Prompt: Repeat each entry word for word.
####################
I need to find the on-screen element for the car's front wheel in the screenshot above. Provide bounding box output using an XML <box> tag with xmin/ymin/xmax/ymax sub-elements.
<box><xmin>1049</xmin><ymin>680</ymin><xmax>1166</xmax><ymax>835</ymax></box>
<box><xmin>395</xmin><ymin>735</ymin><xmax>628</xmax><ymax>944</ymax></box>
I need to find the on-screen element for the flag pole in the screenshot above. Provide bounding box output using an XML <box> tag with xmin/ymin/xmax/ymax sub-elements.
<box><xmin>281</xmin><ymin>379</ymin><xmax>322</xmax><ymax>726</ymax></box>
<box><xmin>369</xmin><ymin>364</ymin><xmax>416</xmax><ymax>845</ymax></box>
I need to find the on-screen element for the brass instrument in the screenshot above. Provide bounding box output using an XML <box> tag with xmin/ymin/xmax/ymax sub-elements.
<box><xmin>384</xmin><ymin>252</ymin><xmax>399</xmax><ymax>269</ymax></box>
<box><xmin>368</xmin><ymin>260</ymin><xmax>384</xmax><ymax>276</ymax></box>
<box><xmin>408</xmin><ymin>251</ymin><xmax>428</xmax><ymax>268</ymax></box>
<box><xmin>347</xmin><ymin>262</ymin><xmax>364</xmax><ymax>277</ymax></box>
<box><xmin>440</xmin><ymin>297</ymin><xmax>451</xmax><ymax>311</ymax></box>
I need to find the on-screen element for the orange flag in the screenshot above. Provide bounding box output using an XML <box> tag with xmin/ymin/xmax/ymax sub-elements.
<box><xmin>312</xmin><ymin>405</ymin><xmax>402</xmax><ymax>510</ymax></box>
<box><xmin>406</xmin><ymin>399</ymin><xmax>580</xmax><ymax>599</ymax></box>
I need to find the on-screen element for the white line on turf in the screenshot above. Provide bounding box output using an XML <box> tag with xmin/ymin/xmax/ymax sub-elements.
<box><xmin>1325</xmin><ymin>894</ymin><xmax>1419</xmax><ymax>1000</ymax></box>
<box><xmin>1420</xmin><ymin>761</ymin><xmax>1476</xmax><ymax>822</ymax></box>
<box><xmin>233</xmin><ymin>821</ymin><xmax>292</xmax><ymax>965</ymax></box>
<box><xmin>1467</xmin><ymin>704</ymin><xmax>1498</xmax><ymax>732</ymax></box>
####################
Reply to the exercise:
I need to find the on-screen element for the car's front wheel in the screenshot above. Provide bounding box output using an XML <box> tag with xmin/ymin/xmax/ymax sub-elements.
<box><xmin>1049</xmin><ymin>680</ymin><xmax>1166</xmax><ymax>835</ymax></box>
<box><xmin>395</xmin><ymin>735</ymin><xmax>628</xmax><ymax>944</ymax></box>
I need to find the on-screen element for the flag pole in the screenshot above. Provide bounding box output using an XML <box> tag with xmin/ymin/xmax/ymax sub-elements.
<box><xmin>281</xmin><ymin>379</ymin><xmax>322</xmax><ymax>726</ymax></box>
<box><xmin>369</xmin><ymin>364</ymin><xmax>416</xmax><ymax>845</ymax></box>
I need to find the on-screen element for the brass instrument in the screenshot above. Provide bounding box output using an XML <box> tag with xmin/ymin/xmax/ymax sub-elements.
<box><xmin>384</xmin><ymin>252</ymin><xmax>399</xmax><ymax>269</ymax></box>
<box><xmin>368</xmin><ymin>260</ymin><xmax>384</xmax><ymax>276</ymax></box>
<box><xmin>408</xmin><ymin>251</ymin><xmax>428</xmax><ymax>268</ymax></box>
<box><xmin>347</xmin><ymin>262</ymin><xmax>364</xmax><ymax>277</ymax></box>
<box><xmin>440</xmin><ymin>297</ymin><xmax>451</xmax><ymax>311</ymax></box>
I need to find the on-screen element for the orange flag in the screenshot above. Provide bounding box output using an XML <box> tag with xmin/ymin/xmax/ymax sub-elements.
<box><xmin>312</xmin><ymin>405</ymin><xmax>402</xmax><ymax>510</ymax></box>
<box><xmin>406</xmin><ymin>399</ymin><xmax>580</xmax><ymax>599</ymax></box>
I need to find the on-screen element for the white line on turf in the screenshot above. Provide bounding box output using an XML <box> tag with xmin/ymin/xmax/ymax sub-elements.
<box><xmin>1325</xmin><ymin>894</ymin><xmax>1419</xmax><ymax>1000</ymax></box>
<box><xmin>1420</xmin><ymin>761</ymin><xmax>1476</xmax><ymax>822</ymax></box>
<box><xmin>233</xmin><ymin>821</ymin><xmax>292</xmax><ymax>965</ymax></box>
<box><xmin>1467</xmin><ymin>704</ymin><xmax>1498</xmax><ymax>732</ymax></box>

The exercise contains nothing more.